■ TEXTABSCHNITT ■
.....

Warum der richtige Kinderschuh elementar ist
Ab in die Wandersaison! Warum nun gerade für Kinder ein guter Wanderschuh sinnvoll ist, lest Ihr hier.

Dr. Micha Bahr
Lehrpfade
Antoine de Saint-Exupéry „Alle großen Leute waren einmal Kinder, aber nur wenige erinnern sich daran.“
Dieses Zitat stellt uns bei der Entwicklung von Kinderprodukten vor ein großes Problem. Denn diese werden meistens von „großen Leuten“ gemacht, die sich sicher sind, zu wissen, was für Kinder gut ist. Außerdem werden diese Dinge dann meistens von „großen oder sogar sehr großen Leuten“ gekauft, die auch ganz genau wissen was Kinder benötigen.
Das beste Beispiel hierfür sind Schulranzen. Diese werden meist von den Großeltern zur Einschulung geschenkt. Hier wird dann meist nach dem Preis entschieden. Dass häufig so manches Modell dabei ist, das zum Beispiel ein unpraktisches Tragesystem hat, spielt dann gar keine Rolle.

.....

■ DAS MATERIAL ■
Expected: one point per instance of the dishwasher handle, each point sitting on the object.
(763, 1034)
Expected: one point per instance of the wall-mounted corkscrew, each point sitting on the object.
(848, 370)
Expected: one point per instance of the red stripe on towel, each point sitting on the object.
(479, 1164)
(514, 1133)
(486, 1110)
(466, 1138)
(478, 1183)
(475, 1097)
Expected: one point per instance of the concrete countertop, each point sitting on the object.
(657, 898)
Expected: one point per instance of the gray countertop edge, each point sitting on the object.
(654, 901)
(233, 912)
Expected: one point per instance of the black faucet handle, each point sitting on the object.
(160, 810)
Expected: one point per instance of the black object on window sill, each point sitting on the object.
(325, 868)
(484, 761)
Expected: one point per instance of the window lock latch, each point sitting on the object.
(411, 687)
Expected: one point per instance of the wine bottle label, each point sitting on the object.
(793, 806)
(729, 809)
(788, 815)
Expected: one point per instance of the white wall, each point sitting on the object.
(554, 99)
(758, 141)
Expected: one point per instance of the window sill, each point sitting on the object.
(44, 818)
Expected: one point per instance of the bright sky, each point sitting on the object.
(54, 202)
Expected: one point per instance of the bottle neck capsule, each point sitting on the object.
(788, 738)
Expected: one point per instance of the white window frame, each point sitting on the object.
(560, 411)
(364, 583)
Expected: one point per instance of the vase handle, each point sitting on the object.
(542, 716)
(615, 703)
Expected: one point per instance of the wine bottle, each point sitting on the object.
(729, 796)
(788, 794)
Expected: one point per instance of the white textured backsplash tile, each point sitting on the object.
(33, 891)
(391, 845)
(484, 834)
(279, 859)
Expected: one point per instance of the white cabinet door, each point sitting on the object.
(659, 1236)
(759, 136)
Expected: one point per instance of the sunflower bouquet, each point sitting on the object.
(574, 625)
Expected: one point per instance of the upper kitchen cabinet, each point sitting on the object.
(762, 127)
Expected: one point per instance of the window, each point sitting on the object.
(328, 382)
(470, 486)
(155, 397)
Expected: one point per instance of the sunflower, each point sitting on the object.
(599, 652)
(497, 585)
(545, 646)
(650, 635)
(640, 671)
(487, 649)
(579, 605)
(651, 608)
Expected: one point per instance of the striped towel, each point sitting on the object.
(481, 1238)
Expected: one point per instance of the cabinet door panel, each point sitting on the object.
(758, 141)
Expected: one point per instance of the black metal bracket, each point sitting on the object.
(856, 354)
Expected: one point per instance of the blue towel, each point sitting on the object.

.....

■ AUFGABEN ■
1: Wer schenkt laut dem Text über Kinderschuhe den Schulranzen meistens zur Einschulung?
2: Warum bringt das Zitat von Saint-Exupéry laut dem Text über Kinderschuhe ein großes Problem für die Entwicklung von Kinderprodukten mit sich? Erkläre es in ein bis drei Sätzen.
3: Führe den Text über Kinderschuhe nach seinem letzten Satz weiter.

■ LÖSUNGEN ■
1: Meistens die Großeltern.

2: Kinderprodukte werden meistens von „großen Leuten“ gemacht, die sich sicher sind, zu wissen, was für Kinder gut ist. Gekauft werden sie dann meistens auch von Erwachsenen, die ebenfalls genau zu wissen glauben, was Kinder brauchen.

3:
Das liegt daran, dass wir uns nicht mehr erinnern, was wir uns als Kind gewünscht haben. Das ist jetzt ein ziemlicher Anspruch, den ich da erhebe, weil mir dieses Erinnern als Kinderchirurg sehr leicht fallen muss. Aber wenn wir etwas für Kinder schaffen, sollten wir uns daran erinnern, was wir uns als Kinder gewünscht hätten – zum Beispiel von einem guten Schuh.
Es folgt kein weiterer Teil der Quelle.